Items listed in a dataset
-- Opening Marker --
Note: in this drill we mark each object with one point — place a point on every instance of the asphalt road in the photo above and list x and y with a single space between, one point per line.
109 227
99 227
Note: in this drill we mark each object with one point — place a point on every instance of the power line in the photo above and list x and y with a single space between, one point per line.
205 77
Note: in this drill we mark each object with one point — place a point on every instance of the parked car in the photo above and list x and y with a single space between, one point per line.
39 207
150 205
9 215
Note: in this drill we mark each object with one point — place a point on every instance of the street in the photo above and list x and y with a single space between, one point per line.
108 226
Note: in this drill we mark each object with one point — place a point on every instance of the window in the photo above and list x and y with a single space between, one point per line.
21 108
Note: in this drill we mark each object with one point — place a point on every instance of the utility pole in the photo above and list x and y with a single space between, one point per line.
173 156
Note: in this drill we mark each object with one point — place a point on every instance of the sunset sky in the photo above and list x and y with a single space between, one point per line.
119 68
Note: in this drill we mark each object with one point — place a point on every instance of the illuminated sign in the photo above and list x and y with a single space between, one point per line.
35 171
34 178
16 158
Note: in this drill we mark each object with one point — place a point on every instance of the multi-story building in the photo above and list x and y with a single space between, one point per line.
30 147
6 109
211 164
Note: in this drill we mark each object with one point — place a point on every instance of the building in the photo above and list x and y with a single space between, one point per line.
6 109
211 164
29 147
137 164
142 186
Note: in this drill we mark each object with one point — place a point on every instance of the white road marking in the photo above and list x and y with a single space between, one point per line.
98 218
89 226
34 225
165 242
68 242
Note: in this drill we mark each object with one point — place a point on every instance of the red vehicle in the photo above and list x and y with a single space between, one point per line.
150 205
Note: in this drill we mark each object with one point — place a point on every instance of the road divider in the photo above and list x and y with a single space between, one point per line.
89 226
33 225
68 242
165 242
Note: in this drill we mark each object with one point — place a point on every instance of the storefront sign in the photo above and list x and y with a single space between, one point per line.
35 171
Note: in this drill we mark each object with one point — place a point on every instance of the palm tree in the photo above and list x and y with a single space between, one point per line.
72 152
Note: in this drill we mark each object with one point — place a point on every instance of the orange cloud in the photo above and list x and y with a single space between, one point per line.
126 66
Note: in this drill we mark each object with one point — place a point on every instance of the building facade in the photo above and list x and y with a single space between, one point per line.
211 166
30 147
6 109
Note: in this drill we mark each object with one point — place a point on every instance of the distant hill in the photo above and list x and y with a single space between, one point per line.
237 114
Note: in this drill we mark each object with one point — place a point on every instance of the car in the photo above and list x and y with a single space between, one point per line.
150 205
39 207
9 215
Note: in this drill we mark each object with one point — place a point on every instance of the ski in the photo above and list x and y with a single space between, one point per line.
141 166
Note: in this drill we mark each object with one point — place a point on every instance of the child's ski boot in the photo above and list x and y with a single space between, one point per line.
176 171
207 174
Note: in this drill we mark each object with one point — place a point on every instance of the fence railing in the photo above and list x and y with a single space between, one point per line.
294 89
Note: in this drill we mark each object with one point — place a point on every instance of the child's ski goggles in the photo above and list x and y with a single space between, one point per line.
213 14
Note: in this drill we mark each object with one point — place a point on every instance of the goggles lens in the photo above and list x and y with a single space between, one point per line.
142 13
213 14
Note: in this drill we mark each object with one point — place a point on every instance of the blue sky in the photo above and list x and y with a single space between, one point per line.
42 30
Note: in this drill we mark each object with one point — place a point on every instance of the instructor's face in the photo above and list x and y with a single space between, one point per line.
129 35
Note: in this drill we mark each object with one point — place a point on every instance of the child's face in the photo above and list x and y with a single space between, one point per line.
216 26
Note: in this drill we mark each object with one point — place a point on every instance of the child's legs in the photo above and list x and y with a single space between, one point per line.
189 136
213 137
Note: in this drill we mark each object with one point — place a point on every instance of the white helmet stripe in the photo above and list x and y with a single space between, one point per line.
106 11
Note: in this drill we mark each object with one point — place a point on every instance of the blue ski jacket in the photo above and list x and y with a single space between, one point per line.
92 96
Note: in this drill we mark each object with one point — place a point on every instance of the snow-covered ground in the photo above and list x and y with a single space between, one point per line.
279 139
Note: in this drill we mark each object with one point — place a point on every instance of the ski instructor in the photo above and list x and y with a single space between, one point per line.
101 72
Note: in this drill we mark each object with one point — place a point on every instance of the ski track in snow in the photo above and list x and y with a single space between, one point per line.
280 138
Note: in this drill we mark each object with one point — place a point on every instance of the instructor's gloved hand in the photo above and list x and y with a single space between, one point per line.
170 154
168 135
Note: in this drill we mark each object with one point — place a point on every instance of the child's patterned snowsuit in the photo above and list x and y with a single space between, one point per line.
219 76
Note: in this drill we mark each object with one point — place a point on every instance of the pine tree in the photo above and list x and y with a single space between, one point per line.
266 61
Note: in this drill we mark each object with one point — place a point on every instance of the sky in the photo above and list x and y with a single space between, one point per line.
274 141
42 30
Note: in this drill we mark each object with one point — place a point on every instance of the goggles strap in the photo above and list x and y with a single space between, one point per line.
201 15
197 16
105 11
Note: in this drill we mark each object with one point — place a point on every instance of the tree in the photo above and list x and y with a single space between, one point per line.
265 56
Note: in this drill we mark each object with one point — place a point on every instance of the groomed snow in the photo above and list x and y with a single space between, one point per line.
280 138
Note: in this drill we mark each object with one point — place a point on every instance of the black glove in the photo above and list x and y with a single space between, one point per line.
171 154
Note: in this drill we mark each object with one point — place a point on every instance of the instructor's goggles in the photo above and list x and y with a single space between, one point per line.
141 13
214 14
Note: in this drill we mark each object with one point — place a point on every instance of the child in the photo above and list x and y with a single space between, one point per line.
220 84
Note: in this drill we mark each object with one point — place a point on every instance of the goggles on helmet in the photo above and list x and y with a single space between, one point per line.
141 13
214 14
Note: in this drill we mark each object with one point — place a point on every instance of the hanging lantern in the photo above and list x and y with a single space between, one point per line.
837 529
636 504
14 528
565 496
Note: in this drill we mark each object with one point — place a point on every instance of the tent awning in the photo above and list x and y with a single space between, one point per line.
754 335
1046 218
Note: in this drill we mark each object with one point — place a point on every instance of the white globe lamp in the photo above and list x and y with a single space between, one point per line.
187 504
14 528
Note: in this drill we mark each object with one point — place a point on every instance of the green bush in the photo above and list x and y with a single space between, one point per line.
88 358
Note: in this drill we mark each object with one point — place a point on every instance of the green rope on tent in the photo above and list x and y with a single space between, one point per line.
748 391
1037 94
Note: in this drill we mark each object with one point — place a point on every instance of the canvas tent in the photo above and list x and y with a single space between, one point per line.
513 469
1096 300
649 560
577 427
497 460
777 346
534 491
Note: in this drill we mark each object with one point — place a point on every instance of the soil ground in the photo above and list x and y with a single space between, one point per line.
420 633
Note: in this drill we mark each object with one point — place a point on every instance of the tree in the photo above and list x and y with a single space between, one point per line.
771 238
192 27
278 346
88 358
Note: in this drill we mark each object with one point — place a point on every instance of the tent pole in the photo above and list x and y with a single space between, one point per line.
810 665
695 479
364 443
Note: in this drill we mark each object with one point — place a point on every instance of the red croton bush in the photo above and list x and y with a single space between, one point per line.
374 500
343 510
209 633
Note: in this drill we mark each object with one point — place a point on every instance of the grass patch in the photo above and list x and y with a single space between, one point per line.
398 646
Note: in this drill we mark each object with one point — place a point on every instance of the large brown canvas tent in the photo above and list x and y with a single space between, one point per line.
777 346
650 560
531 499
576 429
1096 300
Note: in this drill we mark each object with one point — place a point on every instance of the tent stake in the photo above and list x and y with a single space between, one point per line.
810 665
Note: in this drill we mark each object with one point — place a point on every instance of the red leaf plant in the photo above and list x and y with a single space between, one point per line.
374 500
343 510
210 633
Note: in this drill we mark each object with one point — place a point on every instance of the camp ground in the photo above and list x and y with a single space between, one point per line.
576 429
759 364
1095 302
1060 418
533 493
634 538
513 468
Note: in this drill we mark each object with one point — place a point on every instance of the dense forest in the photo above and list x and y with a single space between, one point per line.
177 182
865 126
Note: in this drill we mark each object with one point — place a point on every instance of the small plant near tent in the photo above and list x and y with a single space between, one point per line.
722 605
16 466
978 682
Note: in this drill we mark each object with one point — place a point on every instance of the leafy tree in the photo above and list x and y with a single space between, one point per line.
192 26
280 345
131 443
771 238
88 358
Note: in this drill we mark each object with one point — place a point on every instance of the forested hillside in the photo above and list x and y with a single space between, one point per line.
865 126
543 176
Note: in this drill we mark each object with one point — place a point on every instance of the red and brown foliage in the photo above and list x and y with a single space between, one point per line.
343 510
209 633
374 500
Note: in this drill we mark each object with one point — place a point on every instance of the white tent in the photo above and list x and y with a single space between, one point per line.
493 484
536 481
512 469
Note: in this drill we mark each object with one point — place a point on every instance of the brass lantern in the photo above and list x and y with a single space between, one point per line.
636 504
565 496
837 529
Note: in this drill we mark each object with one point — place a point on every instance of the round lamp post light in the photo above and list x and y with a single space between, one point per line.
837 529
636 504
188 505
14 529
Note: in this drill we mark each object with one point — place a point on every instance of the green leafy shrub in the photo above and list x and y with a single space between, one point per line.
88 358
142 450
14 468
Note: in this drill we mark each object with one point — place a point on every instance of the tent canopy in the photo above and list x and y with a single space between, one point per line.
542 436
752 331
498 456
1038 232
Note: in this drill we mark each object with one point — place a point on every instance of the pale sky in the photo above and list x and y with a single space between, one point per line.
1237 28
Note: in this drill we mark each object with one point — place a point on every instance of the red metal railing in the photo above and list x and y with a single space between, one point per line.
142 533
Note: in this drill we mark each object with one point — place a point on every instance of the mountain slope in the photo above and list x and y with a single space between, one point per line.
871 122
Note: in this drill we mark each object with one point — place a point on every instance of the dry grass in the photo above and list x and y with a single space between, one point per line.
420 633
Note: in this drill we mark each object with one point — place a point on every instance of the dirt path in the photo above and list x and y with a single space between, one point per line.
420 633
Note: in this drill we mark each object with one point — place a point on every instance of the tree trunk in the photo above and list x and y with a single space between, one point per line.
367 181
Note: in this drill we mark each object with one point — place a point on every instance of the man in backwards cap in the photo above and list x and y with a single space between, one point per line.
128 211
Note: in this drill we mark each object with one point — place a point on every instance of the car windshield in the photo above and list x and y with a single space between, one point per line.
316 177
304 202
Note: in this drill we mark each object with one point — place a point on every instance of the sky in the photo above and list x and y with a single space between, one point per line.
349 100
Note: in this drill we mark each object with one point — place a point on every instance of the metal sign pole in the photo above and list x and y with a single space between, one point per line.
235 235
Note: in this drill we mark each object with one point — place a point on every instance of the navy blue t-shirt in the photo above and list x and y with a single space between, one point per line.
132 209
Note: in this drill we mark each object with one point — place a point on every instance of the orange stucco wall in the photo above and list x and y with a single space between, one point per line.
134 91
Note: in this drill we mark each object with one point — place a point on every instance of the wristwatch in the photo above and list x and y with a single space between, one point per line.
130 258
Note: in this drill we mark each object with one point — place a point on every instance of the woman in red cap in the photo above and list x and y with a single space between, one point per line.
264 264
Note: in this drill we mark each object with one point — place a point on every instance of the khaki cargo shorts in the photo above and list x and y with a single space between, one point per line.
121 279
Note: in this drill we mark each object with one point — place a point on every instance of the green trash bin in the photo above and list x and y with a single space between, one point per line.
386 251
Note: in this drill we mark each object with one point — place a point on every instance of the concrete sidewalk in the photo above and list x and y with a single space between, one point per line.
-- Closing Marker --
_Problem requirements_:
Could you give again exactly the lines from the line containing "of the navy" through the final line of the data above, and no others?

_Exercise solution_:
Note: in this drill we mark each object with one point — place a point on every instance of the navy blue t-shirt in the photo above and list x and y with a single space between, one point per line.
132 209
Note: in this drill we mark each object with one point — place a point on every instance of the orange stucco wall in the photo above and list x and y with a single space between, one point per line.
134 91
Note: in this drill we mark each object with one point — place a point on every instance of the wristwatch in the photo above and list x and y with a single space between, one point per line.
130 258
Note: in this drill we mark each object with one point — place a point on every instance of the woman in red cap in the photo above and list x and y with a single space between, one point per line.
264 264
Note: in this drill we mark each object with one point — place a point on every instance of the khaki cargo shorts in the photo above and list x and y with a single space between, one point per line.
121 279
Note: in this drill we mark each object with one point — place a point on every instance of the green trash bin in the photo above and list x and y with a single space between, one point per line.
386 251
Note: in this drill we mark each object with one point — place a point on every instance of the concrete sidewalk in the photo above and list x and y with a single space between, one point per line.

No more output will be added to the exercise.